_Referring expression pointing data:_
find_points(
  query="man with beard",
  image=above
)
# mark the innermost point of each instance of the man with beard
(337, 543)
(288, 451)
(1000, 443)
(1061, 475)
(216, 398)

_EXERCISE:_ Every entry must be output again, exactly as written above.

_OUTPUT OF THE EXERCISE:_
find_points(
  query="man with beard",
  image=above
)
# mark the innermost point of each instance of the man with beard
(337, 543)
(288, 451)
(1000, 443)
(1061, 475)
(216, 398)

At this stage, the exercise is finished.